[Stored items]

□ □ □ □ □ □ □

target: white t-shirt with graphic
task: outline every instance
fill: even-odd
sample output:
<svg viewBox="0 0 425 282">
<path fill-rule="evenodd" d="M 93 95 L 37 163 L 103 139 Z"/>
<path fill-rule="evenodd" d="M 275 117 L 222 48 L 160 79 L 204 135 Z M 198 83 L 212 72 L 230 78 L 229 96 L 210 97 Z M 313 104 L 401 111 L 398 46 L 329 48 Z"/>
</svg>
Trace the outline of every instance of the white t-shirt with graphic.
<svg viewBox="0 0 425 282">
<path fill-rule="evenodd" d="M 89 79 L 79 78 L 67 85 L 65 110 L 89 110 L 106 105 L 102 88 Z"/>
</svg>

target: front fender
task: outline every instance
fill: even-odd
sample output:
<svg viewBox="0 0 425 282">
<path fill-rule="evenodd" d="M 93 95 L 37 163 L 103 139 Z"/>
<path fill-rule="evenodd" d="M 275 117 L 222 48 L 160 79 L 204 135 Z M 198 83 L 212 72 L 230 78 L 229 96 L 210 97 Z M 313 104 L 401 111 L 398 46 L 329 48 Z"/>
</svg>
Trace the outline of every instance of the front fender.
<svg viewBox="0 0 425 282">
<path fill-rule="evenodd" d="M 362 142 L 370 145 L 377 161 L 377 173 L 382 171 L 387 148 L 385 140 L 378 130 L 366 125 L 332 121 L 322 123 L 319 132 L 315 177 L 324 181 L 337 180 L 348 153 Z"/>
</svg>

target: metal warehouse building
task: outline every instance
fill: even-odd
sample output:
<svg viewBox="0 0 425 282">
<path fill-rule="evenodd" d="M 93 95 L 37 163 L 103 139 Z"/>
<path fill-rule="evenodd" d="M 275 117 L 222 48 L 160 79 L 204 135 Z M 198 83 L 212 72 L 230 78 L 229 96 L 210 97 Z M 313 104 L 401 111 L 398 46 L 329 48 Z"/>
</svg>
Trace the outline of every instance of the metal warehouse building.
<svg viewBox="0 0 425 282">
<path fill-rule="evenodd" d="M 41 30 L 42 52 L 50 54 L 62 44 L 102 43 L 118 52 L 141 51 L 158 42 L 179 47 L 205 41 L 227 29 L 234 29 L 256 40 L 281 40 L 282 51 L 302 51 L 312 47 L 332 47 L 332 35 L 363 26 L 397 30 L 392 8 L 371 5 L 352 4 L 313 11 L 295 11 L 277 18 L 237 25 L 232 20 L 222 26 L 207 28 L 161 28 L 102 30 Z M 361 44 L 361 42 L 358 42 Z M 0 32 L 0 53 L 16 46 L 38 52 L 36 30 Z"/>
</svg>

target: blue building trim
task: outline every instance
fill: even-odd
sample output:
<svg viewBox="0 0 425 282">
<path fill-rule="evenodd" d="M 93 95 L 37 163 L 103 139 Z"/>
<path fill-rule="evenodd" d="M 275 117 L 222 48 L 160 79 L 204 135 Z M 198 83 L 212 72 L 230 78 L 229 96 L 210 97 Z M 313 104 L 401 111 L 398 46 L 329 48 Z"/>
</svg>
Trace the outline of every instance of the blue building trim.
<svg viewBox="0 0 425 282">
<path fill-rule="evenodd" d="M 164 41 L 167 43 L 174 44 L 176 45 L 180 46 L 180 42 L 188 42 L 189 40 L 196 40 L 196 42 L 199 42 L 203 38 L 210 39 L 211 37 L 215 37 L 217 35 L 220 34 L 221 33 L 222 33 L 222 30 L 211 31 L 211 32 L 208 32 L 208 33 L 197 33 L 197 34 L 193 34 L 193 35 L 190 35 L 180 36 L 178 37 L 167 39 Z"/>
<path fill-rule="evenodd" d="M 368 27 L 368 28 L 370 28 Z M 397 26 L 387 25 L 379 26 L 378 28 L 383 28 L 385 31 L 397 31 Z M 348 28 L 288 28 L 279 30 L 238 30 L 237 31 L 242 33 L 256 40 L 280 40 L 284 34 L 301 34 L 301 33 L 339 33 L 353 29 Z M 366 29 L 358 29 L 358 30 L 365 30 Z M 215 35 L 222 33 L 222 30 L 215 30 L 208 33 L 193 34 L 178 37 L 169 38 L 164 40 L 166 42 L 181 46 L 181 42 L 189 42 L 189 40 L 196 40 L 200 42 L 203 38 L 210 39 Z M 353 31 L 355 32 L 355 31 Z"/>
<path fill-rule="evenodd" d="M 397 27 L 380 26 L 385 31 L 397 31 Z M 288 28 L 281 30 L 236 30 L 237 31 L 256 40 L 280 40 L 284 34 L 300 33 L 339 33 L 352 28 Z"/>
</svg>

□ □ □ □ □ □ □

WHAT IS BEING ASKED
Give an exact repetition of all the material.

SOLUTION FOR THIS PROBLEM
target: white t-shirt with graphic
task: outline every instance
fill: even-odd
sample output:
<svg viewBox="0 0 425 282">
<path fill-rule="evenodd" d="M 93 95 L 37 163 L 103 139 Z"/>
<path fill-rule="evenodd" d="M 275 117 L 222 48 L 160 79 L 204 135 Z M 198 83 L 212 72 L 230 78 L 229 96 L 210 97 Z M 313 104 L 401 111 L 398 46 L 329 48 Z"/>
</svg>
Trace the outline of every instance of the white t-shirt with graphic.
<svg viewBox="0 0 425 282">
<path fill-rule="evenodd" d="M 89 79 L 79 78 L 67 85 L 65 110 L 89 110 L 106 105 L 102 88 Z"/>
</svg>

target: front fender
task: outline every instance
fill: even-odd
sample output:
<svg viewBox="0 0 425 282">
<path fill-rule="evenodd" d="M 93 95 L 37 163 L 103 139 Z"/>
<path fill-rule="evenodd" d="M 275 117 L 222 48 L 160 79 L 204 135 Z M 198 83 L 212 72 L 230 78 L 229 96 L 210 97 Z M 313 104 L 401 111 L 398 46 L 329 48 Z"/>
</svg>
Trace the outline of every instance of the front fender.
<svg viewBox="0 0 425 282">
<path fill-rule="evenodd" d="M 362 142 L 370 145 L 377 161 L 377 173 L 382 171 L 387 148 L 385 140 L 378 130 L 366 125 L 332 121 L 322 123 L 319 132 L 315 177 L 324 181 L 337 180 L 348 153 Z"/>
</svg>

target: metal warehouse building
task: outline every instance
fill: even-odd
sample output:
<svg viewBox="0 0 425 282">
<path fill-rule="evenodd" d="M 93 95 L 37 163 L 103 139 Z"/>
<path fill-rule="evenodd" d="M 275 117 L 222 48 L 160 79 L 204 135 Z M 198 83 L 212 72 L 230 78 L 229 96 L 210 97 Z M 313 104 L 401 111 L 398 46 L 329 48 Z"/>
</svg>
Trace the outline of every instance of the metal warehouse building.
<svg viewBox="0 0 425 282">
<path fill-rule="evenodd" d="M 41 30 L 42 52 L 50 54 L 62 44 L 102 43 L 118 52 L 141 51 L 158 42 L 179 47 L 205 41 L 227 29 L 234 29 L 256 40 L 281 40 L 282 51 L 302 51 L 312 47 L 332 47 L 332 35 L 363 26 L 397 30 L 392 8 L 371 5 L 352 4 L 313 11 L 295 11 L 277 18 L 237 25 L 232 20 L 222 26 L 207 28 L 161 28 L 102 30 Z M 361 44 L 361 42 L 358 42 Z M 0 32 L 0 53 L 16 46 L 38 52 L 36 30 Z"/>
</svg>

target: blue building trim
task: outline every instance
fill: even-odd
sample output:
<svg viewBox="0 0 425 282">
<path fill-rule="evenodd" d="M 93 95 L 37 163 L 103 139 Z"/>
<path fill-rule="evenodd" d="M 275 117 L 222 48 L 160 79 L 204 135 Z M 198 83 L 212 72 L 230 78 L 229 96 L 210 97 Z M 313 104 L 401 111 L 398 46 L 329 48 Z"/>
</svg>
Trace the outline of every instance of the blue building trim.
<svg viewBox="0 0 425 282">
<path fill-rule="evenodd" d="M 164 41 L 167 43 L 174 44 L 176 45 L 180 46 L 180 42 L 188 42 L 189 40 L 196 40 L 196 42 L 199 42 L 203 38 L 210 39 L 211 37 L 215 37 L 217 35 L 220 34 L 221 33 L 222 33 L 222 30 L 211 31 L 211 32 L 208 32 L 208 33 L 197 33 L 197 34 L 193 34 L 193 35 L 190 35 L 180 36 L 178 37 L 167 39 Z"/>
<path fill-rule="evenodd" d="M 368 27 L 368 28 L 370 28 Z M 397 26 L 387 25 L 379 26 L 378 28 L 383 28 L 385 31 L 397 31 Z M 348 28 L 288 28 L 279 30 L 238 30 L 237 31 L 242 33 L 256 40 L 280 40 L 284 34 L 301 34 L 301 33 L 339 33 L 353 29 Z M 366 29 L 358 29 L 358 30 L 365 30 Z M 215 35 L 222 33 L 222 30 L 215 30 L 208 33 L 193 34 L 178 37 L 169 38 L 164 40 L 166 42 L 181 46 L 181 42 L 189 42 L 189 40 L 196 40 L 200 42 L 203 38 L 210 39 Z M 353 31 L 355 32 L 355 31 Z"/>
<path fill-rule="evenodd" d="M 397 27 L 380 26 L 385 31 L 397 31 Z M 288 28 L 281 30 L 236 30 L 237 31 L 256 40 L 280 40 L 284 34 L 300 33 L 339 33 L 352 28 Z"/>
</svg>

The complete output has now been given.